### GIVEN TASK 1:
From the motor grader contract excerpt, return the passage from "The Stock Purchase" up to and including "all motor graders.".
### GIVEN TASK 2:
Answer these questions using the motor grader contract excerpt:
(a) What percentage of the net sales of all motor graders is set as the supplemental payment in paragraph 3(a)?
(b) Which company developed the Roto-Mill Profiler?
(c) What material are the removable teeth on the Roto-Mill Profiler's mandrel made of?

### EXCERPTED TEXT:

<<<<

Mr. Gurries testified that there was a definition for "motor grader" in use in the industry. He further testified in answer to separate questions that at the time the contract was entered into his definition of a motor grader was a motorized four or six wheel rubber-tired machine with a circle on it and a moldboard. It was used for grading primarily earth, maybe on asphalt, but not on concrete as a usual thing. Mr. Gurries shortly before the contract had been seeking to apply automatic controls for grade and slope to such conventional graders and this is where it all began. If Mr. Gurries held to a different definition at the time of the contract, or if he intended the definition to be as broad and as different as he now contends, he did not advise Mr. Swisher during the negotiations that his definition of "grader" was different from that prevailing in the industry.

9

The Stock Purchase Agreement in part provides:

10

"3. Supplemental Payments. As additional consideration for such shares, CMI does hereby agree to make supplemental payments to the Stockholders quarterly each year for fifteen years measured by the net sales by Gurries, CMI, or any of their subsidiaries, licensees or sublicensees of motor graders, and other apparatus and equipment covered by a claim of an unexpired patent right held by Gurries from January 1, 1970 to December 31, 1984, on the following amounts:

11

"(a) One and one-half percent (1.5%) of the net sales of all motor graders.

12

"(b) (Sub-assemblies for motor graders sold separately).

13

"(c) (Division of royalties from patent 3158945).

14

"(d) One-half of one percent (.5%) of the net sales of all apparatus covered by a claim included in an unexpired patent right of Gurries other than motor graders and parts or components suitable for use in motor graders.

15

....

16

"5. Definitions. In determining the amount of the supplemental payments to be due the Stockholders from CMI as additional consideration for the shares of capital stock of Gurries, the following definitions shall be applied:

17

"(a) (Patents).

18

"(b) (Net sales).

19

"(c) 'Motor grader', as used herein, shall mean a grader having control systems incorporated therein or thereon for automatically controlling grade and/or slope, or constructed to receive a system for automatically controlling the elevation or angle of the main frame."

20

The contract in paragraph 3, as quoted above, separates the Supplemental Payments to be made for complete motor graders from those payments to be made for other things-apparatus covered by patent claims or components. The payments are to be at different rates and only the component-apparatus section refers to or is conditioned on the status of patents.

21

There is no indication in the contract that the presence or absence of a device covered by a Gurries patent claim when placed on a machine places the entire machine under paragraph 3(a). Specific subparagraphs are intended to cover particular devices covered by patents. The trial court indicates that the presence of Servo Valves or suspensions covered by Gurries' patents would make the entire machine subject to payments under 3(a) and thus make it a "motor grader." This the trial court did as to the Roto-Mill Profilers which were the center of the dispute.

22

The Roto-Mill Profiler about which much of the dispute centers was developed by CMI after Mr. Gurries had left the company. There was no design or drawings for it until after he had left. Mr. Gurries asserts that the Supplemental Payments provision as to complete machines applies because it is a motor grader. The Roto-Mill Profiler is a unique machine, according to the record, used to chip off the top few inches of concrete pavement or hard asphalt pavement. The basic part of the machine is a large mandrel with tungsten carbide removable teeth which revolves at a very high speed within a covered portion of the machine where the teeth can be cooled with water. It has no moldboard, no circle, does not push loose material, and instead is used only for very hard materials.

>>>>

Dataset rows:
<<<<

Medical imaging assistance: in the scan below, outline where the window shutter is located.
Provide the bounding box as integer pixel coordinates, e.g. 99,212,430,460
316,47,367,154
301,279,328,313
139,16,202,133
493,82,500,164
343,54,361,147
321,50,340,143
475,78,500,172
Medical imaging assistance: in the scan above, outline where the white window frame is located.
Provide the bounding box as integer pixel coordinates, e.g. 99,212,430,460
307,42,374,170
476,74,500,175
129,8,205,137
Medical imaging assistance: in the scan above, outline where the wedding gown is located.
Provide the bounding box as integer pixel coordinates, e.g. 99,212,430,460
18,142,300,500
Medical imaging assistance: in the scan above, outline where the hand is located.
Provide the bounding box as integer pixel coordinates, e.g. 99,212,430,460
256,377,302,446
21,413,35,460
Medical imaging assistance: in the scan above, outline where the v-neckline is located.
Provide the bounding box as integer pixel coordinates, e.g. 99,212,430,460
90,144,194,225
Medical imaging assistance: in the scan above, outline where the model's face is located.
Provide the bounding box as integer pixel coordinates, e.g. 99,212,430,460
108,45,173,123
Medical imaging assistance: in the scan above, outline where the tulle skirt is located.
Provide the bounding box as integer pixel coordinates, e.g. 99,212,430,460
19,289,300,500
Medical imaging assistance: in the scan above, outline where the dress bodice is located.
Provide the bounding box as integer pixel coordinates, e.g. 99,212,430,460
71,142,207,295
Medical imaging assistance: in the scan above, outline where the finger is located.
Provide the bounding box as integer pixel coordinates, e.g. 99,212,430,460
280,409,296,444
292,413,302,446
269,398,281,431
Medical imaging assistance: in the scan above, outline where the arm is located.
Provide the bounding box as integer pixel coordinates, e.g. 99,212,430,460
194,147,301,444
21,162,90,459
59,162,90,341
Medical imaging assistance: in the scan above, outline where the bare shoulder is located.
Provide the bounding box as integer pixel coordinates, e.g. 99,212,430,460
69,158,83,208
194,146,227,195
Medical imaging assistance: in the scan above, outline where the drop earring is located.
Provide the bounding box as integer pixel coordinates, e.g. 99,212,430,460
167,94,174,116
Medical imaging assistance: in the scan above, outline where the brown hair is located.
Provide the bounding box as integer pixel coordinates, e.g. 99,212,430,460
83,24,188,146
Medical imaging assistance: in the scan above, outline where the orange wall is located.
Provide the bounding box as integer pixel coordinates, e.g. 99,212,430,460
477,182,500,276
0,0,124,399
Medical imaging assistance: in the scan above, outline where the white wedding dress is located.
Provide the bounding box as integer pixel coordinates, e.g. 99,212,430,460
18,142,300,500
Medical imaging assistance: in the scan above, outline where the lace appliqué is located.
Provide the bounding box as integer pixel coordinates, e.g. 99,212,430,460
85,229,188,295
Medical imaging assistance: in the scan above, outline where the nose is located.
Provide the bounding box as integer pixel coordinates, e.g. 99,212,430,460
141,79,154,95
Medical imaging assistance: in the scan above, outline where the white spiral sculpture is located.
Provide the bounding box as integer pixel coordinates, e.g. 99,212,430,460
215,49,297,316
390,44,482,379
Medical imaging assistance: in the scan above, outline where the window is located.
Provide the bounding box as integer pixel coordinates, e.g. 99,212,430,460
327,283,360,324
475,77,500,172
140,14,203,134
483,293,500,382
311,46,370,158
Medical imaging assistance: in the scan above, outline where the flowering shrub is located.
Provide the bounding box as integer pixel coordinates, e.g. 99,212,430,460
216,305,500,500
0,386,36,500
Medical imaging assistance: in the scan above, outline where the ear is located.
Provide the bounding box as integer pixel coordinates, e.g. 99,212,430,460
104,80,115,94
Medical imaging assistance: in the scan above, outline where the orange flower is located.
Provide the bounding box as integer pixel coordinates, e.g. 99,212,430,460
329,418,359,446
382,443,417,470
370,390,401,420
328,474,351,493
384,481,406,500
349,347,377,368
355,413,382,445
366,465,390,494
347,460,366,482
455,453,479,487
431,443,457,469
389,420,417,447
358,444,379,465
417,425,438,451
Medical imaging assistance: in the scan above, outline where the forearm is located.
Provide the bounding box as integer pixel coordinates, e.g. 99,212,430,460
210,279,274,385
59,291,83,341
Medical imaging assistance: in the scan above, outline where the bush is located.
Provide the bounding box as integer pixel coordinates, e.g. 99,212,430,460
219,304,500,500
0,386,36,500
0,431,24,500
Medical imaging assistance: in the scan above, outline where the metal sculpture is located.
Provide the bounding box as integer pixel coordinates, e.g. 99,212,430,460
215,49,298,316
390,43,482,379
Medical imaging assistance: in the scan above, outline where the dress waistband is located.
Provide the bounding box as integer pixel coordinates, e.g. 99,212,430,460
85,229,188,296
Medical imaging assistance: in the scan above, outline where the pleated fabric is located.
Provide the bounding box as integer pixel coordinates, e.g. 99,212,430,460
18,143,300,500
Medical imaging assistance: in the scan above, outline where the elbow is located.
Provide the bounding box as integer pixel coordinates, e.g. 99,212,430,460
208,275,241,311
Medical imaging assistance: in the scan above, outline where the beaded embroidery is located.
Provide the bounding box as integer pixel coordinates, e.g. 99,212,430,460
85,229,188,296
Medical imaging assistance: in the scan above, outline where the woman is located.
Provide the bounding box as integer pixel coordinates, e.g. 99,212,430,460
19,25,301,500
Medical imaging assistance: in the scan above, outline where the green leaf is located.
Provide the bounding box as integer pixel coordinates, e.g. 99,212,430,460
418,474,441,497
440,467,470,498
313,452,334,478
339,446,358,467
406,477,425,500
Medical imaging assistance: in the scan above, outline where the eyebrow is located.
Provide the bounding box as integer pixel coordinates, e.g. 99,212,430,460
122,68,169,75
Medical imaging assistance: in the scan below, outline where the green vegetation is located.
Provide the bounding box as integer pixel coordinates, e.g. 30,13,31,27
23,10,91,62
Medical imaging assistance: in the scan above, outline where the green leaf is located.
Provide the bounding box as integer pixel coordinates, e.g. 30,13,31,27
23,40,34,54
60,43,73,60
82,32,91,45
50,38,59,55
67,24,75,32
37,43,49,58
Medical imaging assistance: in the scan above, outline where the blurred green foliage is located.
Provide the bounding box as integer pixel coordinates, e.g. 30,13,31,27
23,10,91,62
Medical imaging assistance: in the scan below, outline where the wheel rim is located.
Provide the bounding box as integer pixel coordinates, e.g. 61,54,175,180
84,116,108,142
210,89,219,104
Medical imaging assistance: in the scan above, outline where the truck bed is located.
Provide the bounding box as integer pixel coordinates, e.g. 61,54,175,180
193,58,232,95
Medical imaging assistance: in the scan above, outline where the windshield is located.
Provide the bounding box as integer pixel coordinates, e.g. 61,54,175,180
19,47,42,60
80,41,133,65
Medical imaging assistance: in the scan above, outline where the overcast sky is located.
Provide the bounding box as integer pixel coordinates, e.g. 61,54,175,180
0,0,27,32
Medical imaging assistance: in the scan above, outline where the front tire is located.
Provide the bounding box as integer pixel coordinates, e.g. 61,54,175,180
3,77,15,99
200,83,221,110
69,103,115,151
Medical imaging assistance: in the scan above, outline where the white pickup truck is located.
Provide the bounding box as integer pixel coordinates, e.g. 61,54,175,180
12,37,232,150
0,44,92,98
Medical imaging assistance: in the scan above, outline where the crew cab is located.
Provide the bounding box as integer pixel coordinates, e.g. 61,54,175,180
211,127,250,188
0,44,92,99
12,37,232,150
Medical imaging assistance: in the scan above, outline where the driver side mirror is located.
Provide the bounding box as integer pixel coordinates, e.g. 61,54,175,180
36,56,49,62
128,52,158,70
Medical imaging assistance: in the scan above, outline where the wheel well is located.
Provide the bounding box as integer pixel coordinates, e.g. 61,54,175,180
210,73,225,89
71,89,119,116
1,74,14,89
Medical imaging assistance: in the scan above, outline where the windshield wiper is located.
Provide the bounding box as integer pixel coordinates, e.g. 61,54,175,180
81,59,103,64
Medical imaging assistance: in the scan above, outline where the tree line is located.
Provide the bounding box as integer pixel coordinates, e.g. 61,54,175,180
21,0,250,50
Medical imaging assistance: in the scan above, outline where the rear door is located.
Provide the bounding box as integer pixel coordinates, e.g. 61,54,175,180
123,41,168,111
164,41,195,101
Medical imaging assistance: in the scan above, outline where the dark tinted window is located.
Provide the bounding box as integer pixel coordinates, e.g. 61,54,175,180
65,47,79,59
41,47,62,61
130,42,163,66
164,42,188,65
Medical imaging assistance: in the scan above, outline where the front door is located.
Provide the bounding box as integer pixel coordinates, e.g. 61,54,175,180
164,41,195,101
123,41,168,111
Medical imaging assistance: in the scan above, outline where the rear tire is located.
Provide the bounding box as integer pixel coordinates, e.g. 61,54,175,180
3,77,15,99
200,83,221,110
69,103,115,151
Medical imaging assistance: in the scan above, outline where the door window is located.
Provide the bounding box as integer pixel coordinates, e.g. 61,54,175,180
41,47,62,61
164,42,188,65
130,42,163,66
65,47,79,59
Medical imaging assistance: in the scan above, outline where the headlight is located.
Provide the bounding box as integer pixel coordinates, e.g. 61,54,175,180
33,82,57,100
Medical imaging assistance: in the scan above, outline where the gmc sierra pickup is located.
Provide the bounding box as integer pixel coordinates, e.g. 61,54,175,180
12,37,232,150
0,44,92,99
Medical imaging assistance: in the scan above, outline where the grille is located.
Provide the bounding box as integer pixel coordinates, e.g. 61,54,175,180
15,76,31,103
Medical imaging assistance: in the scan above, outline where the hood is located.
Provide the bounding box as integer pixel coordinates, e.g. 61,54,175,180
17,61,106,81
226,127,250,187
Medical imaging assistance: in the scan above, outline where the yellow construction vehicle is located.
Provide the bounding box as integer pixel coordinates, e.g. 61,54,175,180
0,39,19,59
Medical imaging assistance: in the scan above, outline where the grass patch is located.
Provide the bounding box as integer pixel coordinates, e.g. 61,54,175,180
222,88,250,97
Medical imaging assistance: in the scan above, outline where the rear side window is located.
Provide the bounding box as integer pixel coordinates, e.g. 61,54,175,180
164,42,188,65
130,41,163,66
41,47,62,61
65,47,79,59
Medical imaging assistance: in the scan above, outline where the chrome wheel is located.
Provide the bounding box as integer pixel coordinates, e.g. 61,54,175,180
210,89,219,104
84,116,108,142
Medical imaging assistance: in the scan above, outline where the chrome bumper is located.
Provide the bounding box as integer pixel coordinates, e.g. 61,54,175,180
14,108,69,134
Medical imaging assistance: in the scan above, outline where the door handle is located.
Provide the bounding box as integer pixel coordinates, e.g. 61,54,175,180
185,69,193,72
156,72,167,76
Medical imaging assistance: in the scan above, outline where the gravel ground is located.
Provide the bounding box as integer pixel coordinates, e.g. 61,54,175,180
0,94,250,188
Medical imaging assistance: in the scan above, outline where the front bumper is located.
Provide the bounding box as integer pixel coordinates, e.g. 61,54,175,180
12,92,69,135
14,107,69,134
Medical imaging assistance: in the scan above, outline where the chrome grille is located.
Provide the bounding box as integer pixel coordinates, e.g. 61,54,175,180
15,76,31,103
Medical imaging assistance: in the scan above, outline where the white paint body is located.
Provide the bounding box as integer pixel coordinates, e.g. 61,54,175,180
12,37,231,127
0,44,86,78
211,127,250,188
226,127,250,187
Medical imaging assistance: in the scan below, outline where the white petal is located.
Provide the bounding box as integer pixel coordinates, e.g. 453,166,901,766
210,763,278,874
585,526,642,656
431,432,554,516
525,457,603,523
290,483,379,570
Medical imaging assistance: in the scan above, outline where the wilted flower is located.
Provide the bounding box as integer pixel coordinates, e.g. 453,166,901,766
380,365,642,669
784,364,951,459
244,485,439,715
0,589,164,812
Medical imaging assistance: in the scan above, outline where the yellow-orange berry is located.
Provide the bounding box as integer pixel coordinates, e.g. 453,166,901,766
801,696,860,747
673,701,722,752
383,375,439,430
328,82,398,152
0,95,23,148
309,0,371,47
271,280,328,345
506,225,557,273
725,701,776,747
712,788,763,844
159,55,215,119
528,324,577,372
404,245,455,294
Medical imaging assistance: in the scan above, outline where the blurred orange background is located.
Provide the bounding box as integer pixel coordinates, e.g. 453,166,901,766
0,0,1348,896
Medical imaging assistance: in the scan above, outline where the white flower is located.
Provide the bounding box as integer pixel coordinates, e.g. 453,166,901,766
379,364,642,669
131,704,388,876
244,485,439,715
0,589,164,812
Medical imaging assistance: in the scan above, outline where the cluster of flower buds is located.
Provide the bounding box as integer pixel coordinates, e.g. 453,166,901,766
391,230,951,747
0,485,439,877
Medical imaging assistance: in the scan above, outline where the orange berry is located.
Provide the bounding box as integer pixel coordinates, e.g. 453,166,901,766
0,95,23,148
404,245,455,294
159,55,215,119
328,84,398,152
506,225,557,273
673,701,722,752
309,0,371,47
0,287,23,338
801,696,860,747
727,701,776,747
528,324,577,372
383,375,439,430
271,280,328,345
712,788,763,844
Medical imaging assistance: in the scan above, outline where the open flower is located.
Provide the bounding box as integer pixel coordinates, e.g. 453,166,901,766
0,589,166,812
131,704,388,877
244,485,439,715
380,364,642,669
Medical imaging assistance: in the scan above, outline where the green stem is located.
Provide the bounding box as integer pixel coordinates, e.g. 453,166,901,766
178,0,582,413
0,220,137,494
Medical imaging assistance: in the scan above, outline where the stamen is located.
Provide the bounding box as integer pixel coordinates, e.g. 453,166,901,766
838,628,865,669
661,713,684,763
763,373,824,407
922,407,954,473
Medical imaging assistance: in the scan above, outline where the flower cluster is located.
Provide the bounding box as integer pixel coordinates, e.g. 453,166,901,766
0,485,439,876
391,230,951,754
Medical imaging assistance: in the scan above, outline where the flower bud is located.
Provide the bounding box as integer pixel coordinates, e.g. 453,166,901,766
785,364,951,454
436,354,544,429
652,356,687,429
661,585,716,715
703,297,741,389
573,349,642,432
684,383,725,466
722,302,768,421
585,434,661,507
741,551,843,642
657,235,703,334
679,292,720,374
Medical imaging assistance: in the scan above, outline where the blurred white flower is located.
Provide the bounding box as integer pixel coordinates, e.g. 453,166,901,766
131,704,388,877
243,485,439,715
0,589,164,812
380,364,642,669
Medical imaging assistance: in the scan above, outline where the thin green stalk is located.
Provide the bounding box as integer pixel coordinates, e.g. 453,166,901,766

>>>>

### RIGHT ANSWER 1:
The Stock Purchase Agreement in part provides:

10

"3. Supplemental Payments. As additional consideration for such shares, CMI does hereby agree to make supplemental payments to the Stockholders quarterly each year for fifteen years measured by the net sales by Gurries, CMI, or any of their subsidiaries, licensees or sublicensees of motor graders, and other apparatus and equipment covered by a claim of an unexpired patent right held by Gurries from January 1, 1970 to December 31, 1984, on the following amounts:

11

"(a) One and one-half percent (1.5%) of the net sales of all motor graders.

### RIGHT ANSWER 2:
(a) One and one-half percent (1.5%).
(b) CMI, after Mr. Gurries had left the company.
(c) Tungsten carbide.